> **Problem details**
Extend the biography of John W. Marshall, picking up right after its final sentence.

Text below:

11th Virginia Secretary of Public Safety
- In office January 14, 2002 – January 16, 2010
- Governor: Mark Warner Tim Kaine
- Preceded by: Gary K. Aronhalt
- Succeeded by: Marla Graff Decker

7th Director of the United States Marshals Service
- In office November 17, 1999 – January 2001
- President: Bill Clinton
- Preceded by: Eduardo Gonzalez
- Succeeded by: Benigno G. Reyna

Personal details
- Born: John William Marshall July 6, 1958 (age 68) New York City, U.S.
- Party: Democratic
- Parents: Thurgood Marshall (father); Cecilia Suyat (mother);
- Relatives: Thurgood Marshall Jr. (brother)
- Alma mater: Georgetown University (BA)

= John W. Marshall =

American politician (born 1958)

John William Marshall (born July 6, 1958) is an American politician who served as Secretary of Public Safety in the Cabinet of Virginia Governor Mark Warner from 2002 to 2006 and Governor Tim Kaine from 2006 to 2010, and was the longest-serving member of the Virginia Governor's Cabinet.

End of Text.
Dataset entries below:

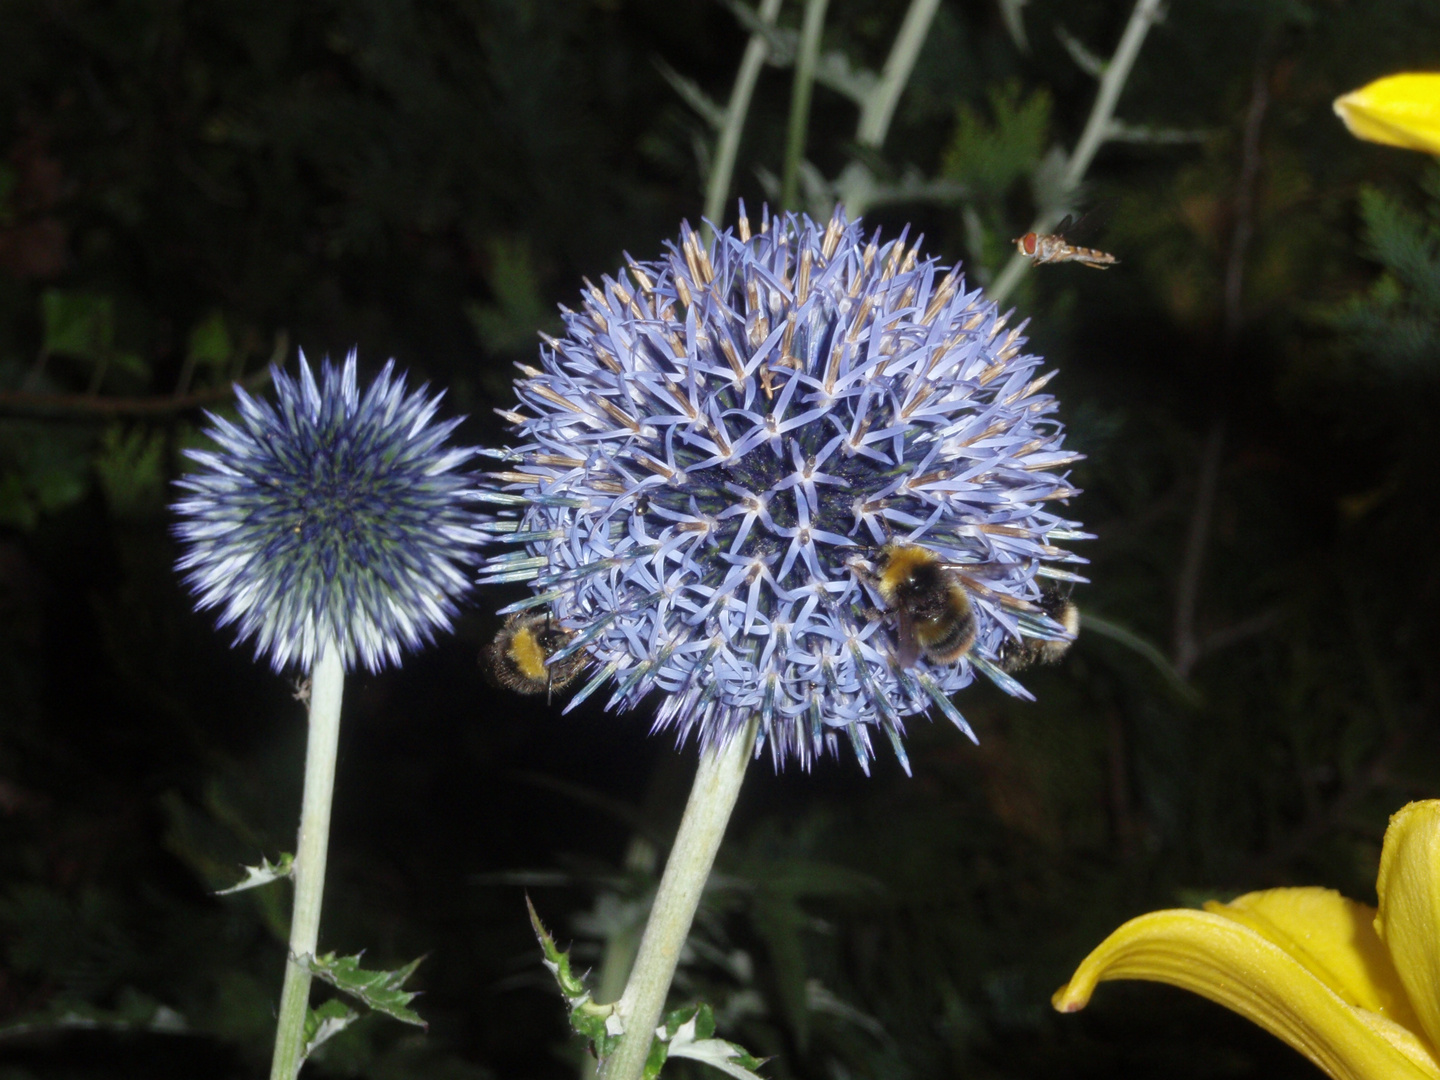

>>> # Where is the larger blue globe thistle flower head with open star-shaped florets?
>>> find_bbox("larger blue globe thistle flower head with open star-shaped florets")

End of Dataset entries.
Dataset entries below:

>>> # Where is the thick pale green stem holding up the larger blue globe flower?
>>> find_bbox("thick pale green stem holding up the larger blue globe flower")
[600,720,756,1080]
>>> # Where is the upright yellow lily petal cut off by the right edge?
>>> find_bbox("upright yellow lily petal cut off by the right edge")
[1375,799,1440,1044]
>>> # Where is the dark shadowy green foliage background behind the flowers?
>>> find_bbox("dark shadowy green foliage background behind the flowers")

End of Dataset entries.

> **Output for this task**
Prior to becoming Virginia Secretary of Public Safety in January 2002, Marshall served in the Virginia State Police from 1980 to 1994, where he was assigned as a State Trooper, Narcotics Division Special Agent, Training Academy Instructor, and Field Operations Sergeant. From 1994 to 1999, he served as United States Marshal for the Eastern District of Virginia. In 1999, he was appointed as the first African-American Director of the United States Marshals Service by President Bill Clinton, serving in that post until 2001. His educational background includes a B.A. in government from Georgetown University, and a Post-Baccalaureate Certificate in Administration of Justice from Virginia Commonwealth University.

Following his resignation as Virginia Secretary of Public Safety in January 2010, Marshall served as a consultant and senior advisor to the Thurgood Marshall College Fund until January 2011, and subsequently became a public speaker on topics including criminal justice and civil rights.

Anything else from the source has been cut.